Items:
========================================

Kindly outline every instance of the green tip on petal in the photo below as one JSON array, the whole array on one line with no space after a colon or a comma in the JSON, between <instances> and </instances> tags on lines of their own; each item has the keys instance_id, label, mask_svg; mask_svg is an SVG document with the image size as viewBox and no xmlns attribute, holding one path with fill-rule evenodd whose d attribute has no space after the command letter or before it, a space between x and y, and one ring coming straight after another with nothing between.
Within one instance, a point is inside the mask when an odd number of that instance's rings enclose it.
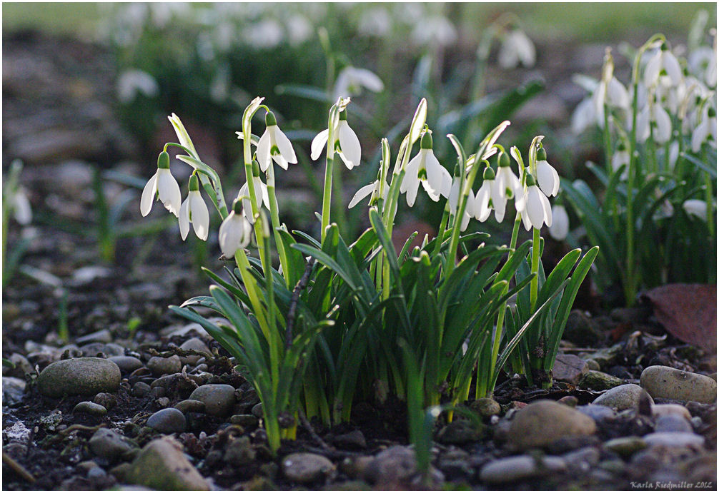
<instances>
[{"instance_id":1,"label":"green tip on petal","mask_svg":"<svg viewBox=\"0 0 719 493\"><path fill-rule=\"evenodd\" d=\"M422 140L419 143L420 149L432 149L432 134L429 132L425 132L422 136Z\"/></svg>"},{"instance_id":2,"label":"green tip on petal","mask_svg":"<svg viewBox=\"0 0 719 493\"><path fill-rule=\"evenodd\" d=\"M507 154L506 152L500 153L499 157L497 159L497 162L499 164L499 166L502 168L506 168L509 166L511 166L512 164L511 161L509 160L509 156Z\"/></svg>"},{"instance_id":3,"label":"green tip on petal","mask_svg":"<svg viewBox=\"0 0 719 493\"><path fill-rule=\"evenodd\" d=\"M188 188L190 192L198 192L200 189L200 180L197 179L197 174L195 173L190 176L190 184Z\"/></svg>"},{"instance_id":4,"label":"green tip on petal","mask_svg":"<svg viewBox=\"0 0 719 493\"><path fill-rule=\"evenodd\" d=\"M242 201L239 199L235 199L234 202L232 202L232 210L237 215L240 215L242 213Z\"/></svg>"},{"instance_id":5,"label":"green tip on petal","mask_svg":"<svg viewBox=\"0 0 719 493\"><path fill-rule=\"evenodd\" d=\"M167 151L162 151L157 156L157 167L160 169L170 169L170 154Z\"/></svg>"}]
</instances>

========================================

Short task: Omit any images, then output the listing exactly.

Exercise response:
Kindly outline every instance of the green tip on petal in the photo below as one JSON array, the whole array on one line with no space after a colon or a comma in the JSON, between <instances> and </instances> tags on lines of their own; each item has the keys instance_id, label, mask_svg; mask_svg is an SVG document with the image size as viewBox and no xmlns attribute, holding one path with fill-rule evenodd whose d attribute has no space after the command letter or before it, a space between x and y, and one ring coming straight after another with nothing between.
Within one instance, a point is inside the mask when an odd number of that instance's rings enclose it.
<instances>
[{"instance_id":1,"label":"green tip on petal","mask_svg":"<svg viewBox=\"0 0 719 493\"><path fill-rule=\"evenodd\" d=\"M422 140L419 143L420 149L432 149L432 134L429 132L425 132L422 136Z\"/></svg>"},{"instance_id":2,"label":"green tip on petal","mask_svg":"<svg viewBox=\"0 0 719 493\"><path fill-rule=\"evenodd\" d=\"M507 154L506 152L500 153L499 157L497 159L497 162L499 164L499 166L502 168L506 168L509 166L511 166L512 164L511 161L509 160L509 156Z\"/></svg>"},{"instance_id":3,"label":"green tip on petal","mask_svg":"<svg viewBox=\"0 0 719 493\"><path fill-rule=\"evenodd\" d=\"M188 188L190 192L198 192L200 189L200 180L197 179L197 174L195 173L190 176L190 184Z\"/></svg>"},{"instance_id":4,"label":"green tip on petal","mask_svg":"<svg viewBox=\"0 0 719 493\"><path fill-rule=\"evenodd\" d=\"M242 201L239 199L235 199L234 202L232 202L232 210L237 215L240 215L242 213Z\"/></svg>"},{"instance_id":5,"label":"green tip on petal","mask_svg":"<svg viewBox=\"0 0 719 493\"><path fill-rule=\"evenodd\" d=\"M167 151L162 151L157 156L157 167L160 169L170 169L170 154Z\"/></svg>"}]
</instances>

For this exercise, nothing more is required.